====== Data to examine
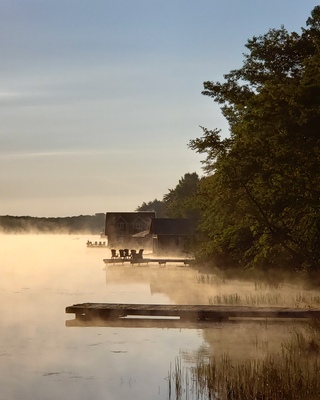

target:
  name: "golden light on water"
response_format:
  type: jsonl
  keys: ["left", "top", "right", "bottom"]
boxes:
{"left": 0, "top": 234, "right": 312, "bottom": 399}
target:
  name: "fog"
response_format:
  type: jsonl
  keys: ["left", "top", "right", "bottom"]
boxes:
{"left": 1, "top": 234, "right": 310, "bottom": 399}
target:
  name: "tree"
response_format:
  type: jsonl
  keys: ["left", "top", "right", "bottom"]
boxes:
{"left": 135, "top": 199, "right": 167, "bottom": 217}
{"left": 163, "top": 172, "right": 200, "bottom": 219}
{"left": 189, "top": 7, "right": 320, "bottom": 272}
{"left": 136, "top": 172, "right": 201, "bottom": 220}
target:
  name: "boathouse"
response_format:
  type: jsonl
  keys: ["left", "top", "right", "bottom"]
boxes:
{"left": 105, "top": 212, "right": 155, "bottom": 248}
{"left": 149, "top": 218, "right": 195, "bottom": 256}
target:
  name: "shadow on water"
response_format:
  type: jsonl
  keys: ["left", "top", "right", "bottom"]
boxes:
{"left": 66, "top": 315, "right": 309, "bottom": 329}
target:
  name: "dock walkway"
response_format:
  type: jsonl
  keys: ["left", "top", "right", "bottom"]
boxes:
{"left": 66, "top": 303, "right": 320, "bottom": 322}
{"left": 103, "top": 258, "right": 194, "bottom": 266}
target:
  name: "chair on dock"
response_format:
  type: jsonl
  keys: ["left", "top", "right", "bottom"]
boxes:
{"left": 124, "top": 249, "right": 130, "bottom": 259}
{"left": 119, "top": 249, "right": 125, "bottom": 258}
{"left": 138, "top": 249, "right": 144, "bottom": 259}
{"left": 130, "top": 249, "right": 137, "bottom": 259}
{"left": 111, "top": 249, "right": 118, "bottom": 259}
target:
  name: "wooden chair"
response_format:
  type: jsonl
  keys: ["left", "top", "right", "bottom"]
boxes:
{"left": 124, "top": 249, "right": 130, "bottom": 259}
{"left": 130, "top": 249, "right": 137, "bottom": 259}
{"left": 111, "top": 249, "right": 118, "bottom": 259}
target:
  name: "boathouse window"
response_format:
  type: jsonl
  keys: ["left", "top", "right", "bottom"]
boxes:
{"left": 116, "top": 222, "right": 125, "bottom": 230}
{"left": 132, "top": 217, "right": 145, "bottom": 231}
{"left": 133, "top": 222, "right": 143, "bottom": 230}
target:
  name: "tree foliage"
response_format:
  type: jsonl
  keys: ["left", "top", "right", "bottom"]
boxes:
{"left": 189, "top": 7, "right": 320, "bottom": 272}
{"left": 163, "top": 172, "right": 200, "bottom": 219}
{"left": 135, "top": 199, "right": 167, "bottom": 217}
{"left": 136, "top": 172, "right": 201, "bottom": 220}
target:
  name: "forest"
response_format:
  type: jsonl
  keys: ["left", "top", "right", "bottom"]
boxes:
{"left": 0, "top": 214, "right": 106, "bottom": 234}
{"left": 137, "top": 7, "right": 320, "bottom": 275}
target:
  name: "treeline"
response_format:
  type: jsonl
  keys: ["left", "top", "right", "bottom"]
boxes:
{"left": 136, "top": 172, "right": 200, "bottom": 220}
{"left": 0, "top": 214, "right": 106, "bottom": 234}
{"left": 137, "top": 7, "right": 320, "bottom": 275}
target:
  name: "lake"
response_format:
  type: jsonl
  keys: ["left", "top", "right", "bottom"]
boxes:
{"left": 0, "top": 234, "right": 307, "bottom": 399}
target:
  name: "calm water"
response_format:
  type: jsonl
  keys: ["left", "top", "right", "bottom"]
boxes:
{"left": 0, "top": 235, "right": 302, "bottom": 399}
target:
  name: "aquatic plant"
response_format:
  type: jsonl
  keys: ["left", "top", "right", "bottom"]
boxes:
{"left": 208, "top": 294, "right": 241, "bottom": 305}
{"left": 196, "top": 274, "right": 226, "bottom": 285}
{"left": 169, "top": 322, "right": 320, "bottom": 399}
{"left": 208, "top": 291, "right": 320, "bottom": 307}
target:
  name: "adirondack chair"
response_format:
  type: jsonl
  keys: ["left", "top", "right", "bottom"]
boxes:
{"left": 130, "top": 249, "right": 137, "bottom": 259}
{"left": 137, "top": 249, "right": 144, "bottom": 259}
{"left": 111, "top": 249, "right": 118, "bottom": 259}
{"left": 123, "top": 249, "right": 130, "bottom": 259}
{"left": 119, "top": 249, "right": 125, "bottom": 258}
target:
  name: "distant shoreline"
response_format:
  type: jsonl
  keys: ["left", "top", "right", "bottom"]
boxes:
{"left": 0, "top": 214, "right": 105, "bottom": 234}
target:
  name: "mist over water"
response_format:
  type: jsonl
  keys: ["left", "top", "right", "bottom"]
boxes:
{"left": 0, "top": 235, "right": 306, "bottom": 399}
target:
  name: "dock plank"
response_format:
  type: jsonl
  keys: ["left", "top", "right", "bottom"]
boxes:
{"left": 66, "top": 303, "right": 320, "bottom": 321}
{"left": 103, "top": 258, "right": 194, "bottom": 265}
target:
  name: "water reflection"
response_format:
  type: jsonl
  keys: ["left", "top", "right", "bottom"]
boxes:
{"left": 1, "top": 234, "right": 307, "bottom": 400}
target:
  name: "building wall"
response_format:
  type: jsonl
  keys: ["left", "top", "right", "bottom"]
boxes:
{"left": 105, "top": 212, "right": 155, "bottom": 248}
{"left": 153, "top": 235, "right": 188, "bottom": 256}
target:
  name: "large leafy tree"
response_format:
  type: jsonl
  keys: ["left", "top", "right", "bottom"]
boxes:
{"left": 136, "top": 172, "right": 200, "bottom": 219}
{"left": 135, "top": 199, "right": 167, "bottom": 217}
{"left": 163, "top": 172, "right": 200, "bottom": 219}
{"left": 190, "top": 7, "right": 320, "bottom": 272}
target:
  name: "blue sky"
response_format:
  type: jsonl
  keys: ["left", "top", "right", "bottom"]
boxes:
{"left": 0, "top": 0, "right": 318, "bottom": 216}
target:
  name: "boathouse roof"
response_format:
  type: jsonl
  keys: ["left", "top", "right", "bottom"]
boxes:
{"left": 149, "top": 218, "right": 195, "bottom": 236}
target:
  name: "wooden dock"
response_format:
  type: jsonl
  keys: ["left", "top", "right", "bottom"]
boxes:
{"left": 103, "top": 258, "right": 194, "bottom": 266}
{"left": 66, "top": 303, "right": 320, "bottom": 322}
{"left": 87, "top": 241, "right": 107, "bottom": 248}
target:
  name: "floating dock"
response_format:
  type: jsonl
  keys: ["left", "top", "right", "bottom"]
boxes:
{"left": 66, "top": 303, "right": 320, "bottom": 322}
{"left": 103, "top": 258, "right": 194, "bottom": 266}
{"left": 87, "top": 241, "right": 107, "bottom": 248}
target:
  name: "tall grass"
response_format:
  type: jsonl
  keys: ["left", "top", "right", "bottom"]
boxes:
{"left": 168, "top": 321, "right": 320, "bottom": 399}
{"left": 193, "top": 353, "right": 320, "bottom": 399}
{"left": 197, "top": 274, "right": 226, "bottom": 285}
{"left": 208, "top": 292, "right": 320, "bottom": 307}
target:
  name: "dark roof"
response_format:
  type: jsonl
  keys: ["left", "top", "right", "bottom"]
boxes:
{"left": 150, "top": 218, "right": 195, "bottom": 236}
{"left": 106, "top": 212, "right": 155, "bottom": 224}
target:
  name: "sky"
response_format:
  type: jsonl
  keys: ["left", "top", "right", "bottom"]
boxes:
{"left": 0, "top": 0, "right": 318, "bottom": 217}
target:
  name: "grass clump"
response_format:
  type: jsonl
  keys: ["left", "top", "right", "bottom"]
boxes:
============
Try it
Scan the material above. Copy each line that holds the word "dock".

The completed task
  name: "dock walkway"
  name: "chair on dock"
  name: "dock plank"
  name: "wooden dock"
  name: "floating dock"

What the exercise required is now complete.